**EXTRACT PROVIDED**
▼

The proposed framework was trained using images from the Caltech database. 2.300 individuals and 350,000 bounding boxes with annotations. The proposed method is compared with other techniques such as SAF R-CNN (Li et al. 2017), Side Fusion FPN (SF-FPN) (Li et al. 2017), Small-scale sense network (SSN) (Ren et al. 2017), Attention-Enhanced Multi-Scale Region, and Proposal Network (AEMS-RPN) (Wang and Li 2019) in Fig. 11a. It can be observed that the improved YOLOv5 performed significantly better than the other approaches. It achieved the lowest false error rate of 9.11% and mAP of 77%. As shown in Table 11, this is the best performance with the enhanced YOLOv5.

6.3.2 INRIA and ETH

Additionally trained and evaluated with images from the databases INRIA and ETH databases trained and evaluated using the enhanced YOLOv5. The comparison results are shown in Fig. 11b and c, respectively. The 498 images in the INRIA collection contain manual labels. The proposed method yields an error rate of 7.31% and mAP of 71% for the images in the INRIA dataset. Compared to the current methods YOLOv4 (Liu et al. 2023), SAF R-CNN (Li et al. 2017), MNPrioriBoxes-Yolo (Ren et al. 2017), and AEMS-RPN (Wang and Li 2019), the proposed methodology performs better. Second, the error rate of the proposed model for the dataset ETH is 32.63% and mAP of 78.3% compared with 33.87% of Ren et al. (2017) and 36.46% of Wang and Li (2019). In the ETH dataset, 1776 individuals were labeled. In general, the proposed technique achieves both a lower miss rate and a higher recognition rate in this dataset. The improved YOLOv5 was also validated on the KITTI dataset.

▲

**TASKS TO PERFORM**
- a) Write out the excerpt on the improved YOLOv5 word for word, from "The proposed framework" to "with the enhanced YOLOv5.".
- b) Carry the excerpt on the improved YOLOv5 forward, starting after its final sentence.

**DATA EXTRACT**

▼

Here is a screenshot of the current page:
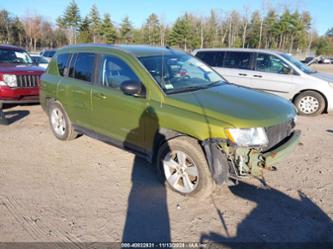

▲

**RESPONSES IN ORDER**
- a)
The proposed framework was trained using images from the Caltech database. 2.300 individuals and 350,000 bounding boxes with annotations. The proposed method is compared with other techniques such as SAF R-CNN (Li et al. 2017), Side Fusion FPN (SF-FPN) (Li et al. 2017), Small-scale sense network (SSN) (Ren et al. 2017), Attention-Enhanced Multi-Scale Region, and Proposal Network (AEMS-RPN) (Wang and Li 2019) in Fig. 11a. It can be observed that the improved YOLOv5 performed significantly better than the other approaches. It achieved the lowest false error rate of 9.11% and mAP of 77%. As shown in Table 11, this is the best performance with the enhanced YOLOv5.

- b)
6.3.3 KITTI

There are 6744 images of individuals with annotations. Figure 11c compares the person recognition performance of the improved YOLOv5 with the following methods: YOLOv4 (Liu et al. 2023), SAF R-CNN (Li et al. 2017), MN-Priori-Boxes-Yolo (Ren et al. 2017), and AEMS-RPN (Wang and Li 2019). On the KITTI dataset, the proposed method gives encouraging results with 79%, 68%, and 64% and mAP of 78.34%.

6.3.4 MS COCO and proposed person dataset

The Fig. 11d and e show the results. The annotations include instances of various objects belonging to 80 object classes and human segmentation for 91 different categories. The proposed method was compared with current approaches in YOLOv4 (Liu et al. 2023), SAF R-CNN (Li et al. 2017), MNPrioriBoxes-Yolo (Ren et al. 2017), and AEMS-RPN (Wang and Li 2019). On MS COCO, it yields a miss rate of 8.56%, while on the proposed person dataset it yields a miss rate of 8.56% and a mAP of 79.31%.

Finally, we compared the results of the following research: Caltech (Cao et al. 2022), INRIA (I.P. dataset 2021), MS COCO (MS COCO 2018), ETH (E. P. dataset 2021), KITTI (Cao et al. 2022), and the proposed dataset, as shown in Fig. 11f. We found that the proposed improved YOLOv5 was successfully able to identify individuals in each dataset. As shown in Fig. 11g for multiple person datasets, the improved YOLOv5 outperforms the existing algorithms in terms of accuracy, speed, and time required for person detection.

The comparison between proposed improved YOLOv5 and state-of-the-art deep learning models such as Faster RCNN (Ren et al. 2017), YOLO (He et al. 2021), Fast R-CNN (Girshick 2015), SAF R-CNN (Li et al. 2017) is shown in Table 11 and Fig. 11h. The proposed improved YOLOv5 efficiently detects the person when artifacts are present. For benchmark person databases, the person recognition accuracy is 96%,which is a remarkable accuracy.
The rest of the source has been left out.